* _About this exercise_:
The entries are given below. Output each one unchanged.

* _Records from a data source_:
——

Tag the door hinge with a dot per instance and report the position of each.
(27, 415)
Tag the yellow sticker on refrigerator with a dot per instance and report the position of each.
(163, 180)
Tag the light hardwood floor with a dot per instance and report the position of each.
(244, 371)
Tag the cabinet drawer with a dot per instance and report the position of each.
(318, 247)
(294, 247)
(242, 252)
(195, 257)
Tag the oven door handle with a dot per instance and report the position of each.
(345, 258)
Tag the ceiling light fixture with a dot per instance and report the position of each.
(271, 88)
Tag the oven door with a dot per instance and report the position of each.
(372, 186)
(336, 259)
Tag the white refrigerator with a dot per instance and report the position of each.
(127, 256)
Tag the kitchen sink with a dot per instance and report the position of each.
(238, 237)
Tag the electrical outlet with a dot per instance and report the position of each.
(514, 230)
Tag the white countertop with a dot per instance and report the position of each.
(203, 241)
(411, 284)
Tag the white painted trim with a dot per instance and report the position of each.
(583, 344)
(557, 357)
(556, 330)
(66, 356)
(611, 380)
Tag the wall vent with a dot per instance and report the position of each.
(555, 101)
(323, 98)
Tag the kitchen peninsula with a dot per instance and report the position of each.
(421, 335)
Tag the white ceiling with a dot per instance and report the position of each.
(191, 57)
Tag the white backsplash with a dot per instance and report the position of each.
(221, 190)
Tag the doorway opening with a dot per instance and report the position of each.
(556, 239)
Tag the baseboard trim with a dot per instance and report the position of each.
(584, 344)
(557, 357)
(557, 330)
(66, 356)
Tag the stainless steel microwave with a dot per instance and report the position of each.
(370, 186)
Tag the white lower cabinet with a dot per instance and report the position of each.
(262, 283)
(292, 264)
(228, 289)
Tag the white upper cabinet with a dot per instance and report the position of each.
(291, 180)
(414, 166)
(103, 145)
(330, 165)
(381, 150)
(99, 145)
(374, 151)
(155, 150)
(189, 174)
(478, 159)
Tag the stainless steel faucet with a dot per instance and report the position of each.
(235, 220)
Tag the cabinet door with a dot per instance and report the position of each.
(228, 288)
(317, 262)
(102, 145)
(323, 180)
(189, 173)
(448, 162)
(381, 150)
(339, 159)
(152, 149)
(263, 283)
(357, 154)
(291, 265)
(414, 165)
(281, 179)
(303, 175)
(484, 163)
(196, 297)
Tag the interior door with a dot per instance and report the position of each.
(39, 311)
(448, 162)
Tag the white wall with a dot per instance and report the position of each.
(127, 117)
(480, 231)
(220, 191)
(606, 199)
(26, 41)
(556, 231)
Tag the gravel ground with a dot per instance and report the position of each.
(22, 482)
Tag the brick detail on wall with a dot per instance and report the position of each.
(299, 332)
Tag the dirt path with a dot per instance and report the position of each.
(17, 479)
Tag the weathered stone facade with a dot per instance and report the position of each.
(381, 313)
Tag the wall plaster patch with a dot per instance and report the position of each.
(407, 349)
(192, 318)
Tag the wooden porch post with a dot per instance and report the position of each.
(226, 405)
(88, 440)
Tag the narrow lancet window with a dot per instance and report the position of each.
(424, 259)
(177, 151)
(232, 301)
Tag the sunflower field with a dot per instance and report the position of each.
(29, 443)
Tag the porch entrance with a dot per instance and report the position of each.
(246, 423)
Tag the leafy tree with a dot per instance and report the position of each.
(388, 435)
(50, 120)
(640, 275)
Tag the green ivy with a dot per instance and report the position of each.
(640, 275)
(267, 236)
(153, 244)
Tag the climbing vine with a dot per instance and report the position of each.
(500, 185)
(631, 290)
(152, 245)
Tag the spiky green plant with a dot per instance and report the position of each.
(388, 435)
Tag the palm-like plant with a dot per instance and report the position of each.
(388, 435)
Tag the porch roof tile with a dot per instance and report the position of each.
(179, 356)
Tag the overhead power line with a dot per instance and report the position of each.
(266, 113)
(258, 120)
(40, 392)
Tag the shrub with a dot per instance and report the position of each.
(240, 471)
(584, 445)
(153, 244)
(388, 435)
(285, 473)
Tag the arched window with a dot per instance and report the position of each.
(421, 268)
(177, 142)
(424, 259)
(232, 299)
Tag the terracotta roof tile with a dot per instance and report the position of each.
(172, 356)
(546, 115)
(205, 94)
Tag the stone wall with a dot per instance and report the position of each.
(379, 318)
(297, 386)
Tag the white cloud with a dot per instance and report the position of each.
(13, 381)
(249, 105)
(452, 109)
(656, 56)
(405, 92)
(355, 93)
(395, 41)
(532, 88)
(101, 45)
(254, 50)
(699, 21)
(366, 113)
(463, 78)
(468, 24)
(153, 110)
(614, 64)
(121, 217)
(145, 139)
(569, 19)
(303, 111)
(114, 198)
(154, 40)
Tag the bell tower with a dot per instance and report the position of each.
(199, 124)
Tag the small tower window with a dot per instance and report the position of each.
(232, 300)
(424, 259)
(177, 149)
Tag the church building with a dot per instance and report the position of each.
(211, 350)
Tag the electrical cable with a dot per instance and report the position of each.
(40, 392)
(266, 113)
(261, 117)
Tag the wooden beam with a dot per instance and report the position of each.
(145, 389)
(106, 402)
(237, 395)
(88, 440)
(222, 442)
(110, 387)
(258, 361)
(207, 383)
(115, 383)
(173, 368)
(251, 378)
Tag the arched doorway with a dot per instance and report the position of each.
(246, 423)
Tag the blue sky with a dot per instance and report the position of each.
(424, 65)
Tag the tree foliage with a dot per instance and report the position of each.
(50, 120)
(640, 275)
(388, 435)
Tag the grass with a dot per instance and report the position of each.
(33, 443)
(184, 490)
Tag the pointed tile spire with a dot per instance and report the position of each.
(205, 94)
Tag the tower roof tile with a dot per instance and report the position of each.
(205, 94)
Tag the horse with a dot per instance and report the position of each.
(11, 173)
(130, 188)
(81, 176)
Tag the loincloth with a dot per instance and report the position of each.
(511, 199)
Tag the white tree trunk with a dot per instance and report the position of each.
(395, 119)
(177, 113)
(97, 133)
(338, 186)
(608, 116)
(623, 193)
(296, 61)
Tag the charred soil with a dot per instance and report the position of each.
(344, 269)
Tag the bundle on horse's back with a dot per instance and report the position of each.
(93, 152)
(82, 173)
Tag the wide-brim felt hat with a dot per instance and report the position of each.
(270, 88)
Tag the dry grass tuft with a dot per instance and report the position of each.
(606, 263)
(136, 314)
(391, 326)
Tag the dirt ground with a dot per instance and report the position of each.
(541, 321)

——

* _Written response_:
Tag the door hinge with a dot per instance and report the position of each.
(27, 415)
Tag the yellow sticker on refrigerator with a dot per instance and report the position of each.
(163, 180)
Tag the light hardwood floor with a dot per instance and report the position of each.
(244, 371)
Tag the cabinet drawer with a dot per instance and report the position of each.
(318, 247)
(294, 247)
(242, 252)
(195, 257)
Tag the oven door handle with a dot per instance and report the position of each.
(345, 258)
Tag the ceiling light fixture with a dot per instance and report the position of each.
(271, 88)
Tag the oven door with a dot per instance and report the position of each.
(372, 186)
(336, 259)
Tag the white refrigerator with a dot per instance and report the position of each.
(127, 256)
Tag the kitchen sink with a dot per instance and report the position of each.
(238, 237)
Tag the electrical outlet with a dot per instance and report the position of each.
(514, 230)
Tag the white countertop with a dot per instance and report the position of each.
(203, 241)
(411, 284)
Tag the white painted trim with a dot per instance and report the position of each.
(583, 344)
(557, 357)
(556, 330)
(66, 356)
(611, 380)
Tag the wall vent with a dot per instance and report the position of each.
(555, 101)
(323, 98)
Tag the kitchen peninsula with a dot per instance and report the position of each.
(421, 335)
Tag the white ceiling with a dot per instance and report the position of each.
(191, 57)
Tag the white backsplash with a dot per instance and report the position of each.
(221, 190)
Tag the doorway opening with a dot per instance and report the position of each.
(556, 239)
Tag the baseboard trim with a dot per instance and report the position of each.
(584, 344)
(557, 357)
(557, 330)
(66, 356)
Tag the stainless steel microwave with a dot per instance and report the position of each.
(370, 186)
Tag the white lower cabinet with a dot per instance and report the position of each.
(262, 283)
(292, 264)
(228, 289)
Tag the white upper cabinet with a dot per instance and report the position of each.
(291, 180)
(414, 166)
(103, 145)
(330, 165)
(381, 150)
(99, 145)
(374, 151)
(155, 150)
(189, 174)
(478, 159)
Tag the stainless steel faucet with a dot per instance and report the position of each.
(235, 220)
Tag the cabinet door with a dot per instance and report the position of each.
(228, 288)
(317, 262)
(102, 145)
(323, 180)
(189, 173)
(448, 162)
(381, 150)
(339, 159)
(152, 149)
(263, 283)
(357, 154)
(291, 265)
(414, 165)
(281, 179)
(303, 175)
(484, 163)
(196, 297)
Tag the interior door with a dot per instance and report the position of each.
(39, 311)
(448, 162)
Tag the white wall with a dot per instance and report the position of each.
(127, 117)
(480, 231)
(220, 191)
(606, 199)
(26, 41)
(556, 231)
Tag the gravel ground with a dot per instance and report the position of each.
(22, 482)
Tag the brick detail on wall with a dot per instance and report the position of each.
(299, 332)
Tag the dirt path with a dot per instance and report the position of each.
(17, 479)
Tag the weathered stone facade with a dot per instance and report the position of each.
(381, 313)
Tag the wall plaster patch with a dot per instance and report the position of each.
(407, 349)
(192, 318)
Tag the wooden porch post with a dot per instance and report the position of each.
(226, 405)
(88, 440)
Tag the narrow lancet window with a dot per instance and report the position of each.
(424, 259)
(177, 151)
(232, 301)
Tag the sunflower field with a dot per instance and report the position of each.
(29, 443)
Tag the porch entrance with a dot per instance and report the position of each.
(246, 423)
Tag the leafy tree with a dot per instance and report the position of each.
(388, 435)
(50, 120)
(640, 275)
Tag the green ivy with a dot per instance and report the position of each.
(640, 275)
(267, 236)
(153, 244)
Tag the climbing vine with a dot per instance and report the position of each.
(500, 185)
(631, 290)
(152, 245)
Tag the spiky green plant with a dot per instance and report the position of each.
(388, 435)
Tag the palm-like plant with a dot per instance and report the position of each.
(388, 435)
Tag the porch roof tile with a dot per instance and report the position of each.
(179, 356)
Tag the overhead power line with a dot per instance and report the position of each.
(266, 113)
(258, 120)
(40, 392)
Tag the shrub with a dot per instance and report the position of each.
(240, 471)
(584, 445)
(153, 244)
(388, 435)
(285, 473)
Tag the arched window with a dot per instance and report the position of each.
(421, 268)
(177, 142)
(424, 259)
(232, 299)
Tag the terracotta roof tile with a dot per instance and report the position of each.
(172, 356)
(546, 115)
(205, 94)
Tag the stone wall with a dot per instance and report the position of each.
(379, 318)
(297, 386)
Tag the white cloud with a dot per instance and report the position of each.
(13, 381)
(249, 105)
(452, 109)
(656, 56)
(405, 92)
(355, 93)
(395, 41)
(532, 88)
(101, 45)
(254, 50)
(699, 21)
(366, 113)
(463, 78)
(468, 24)
(153, 110)
(614, 64)
(121, 217)
(145, 139)
(569, 19)
(303, 111)
(114, 198)
(154, 40)
Tag the bell tower with a dot per instance and report the position of each.
(199, 124)
Tag the small tower window with a dot per instance and report the position of each.
(232, 300)
(424, 259)
(177, 149)
Tag the church building with a dot per instance and report the position of each.
(211, 350)
Tag the electrical cable with a dot per instance and report the position of each.
(40, 392)
(266, 113)
(261, 117)
Tag the wooden beam with a dot per instance and report the position of each.
(145, 389)
(106, 402)
(237, 395)
(88, 440)
(222, 442)
(110, 387)
(258, 361)
(207, 383)
(115, 383)
(173, 368)
(251, 378)
Tag the arched doorway with a dot per instance and report the position of each.
(246, 423)
Tag the blue sky with a dot per instance and report the position of each.
(424, 65)
Tag the tree foliage with a dot per instance and report the position of each.
(50, 120)
(640, 275)
(388, 435)
Tag the grass with a dot per instance and report the position of each.
(33, 443)
(184, 490)
Tag the pointed tile spire with a dot per instance and report the position of each.
(205, 94)
Tag the tower roof tile with a dot per instance and report the position of each.
(205, 94)
Tag the horse with a dot per instance and report the position of each.
(11, 173)
(130, 188)
(81, 176)
Tag the loincloth with a dot per instance and report the position of each.
(511, 199)
Tag the white tree trunk with a dot per instance and report the position of each.
(395, 119)
(177, 113)
(97, 133)
(338, 186)
(608, 116)
(623, 193)
(296, 61)
Tag the charred soil with a dot per instance and report the position of each.
(344, 269)
Tag the bundle on horse's back with a dot per instance and report the position of each.
(93, 152)
(82, 173)
Tag the wide-brim felt hat with a dot per instance and report the position of each.
(270, 88)
Tag the dry grass tuft with a dot per instance and report the position of each.
(606, 263)
(136, 314)
(391, 326)
Tag the dirt ground with a dot per instance and report the position of each.
(541, 321)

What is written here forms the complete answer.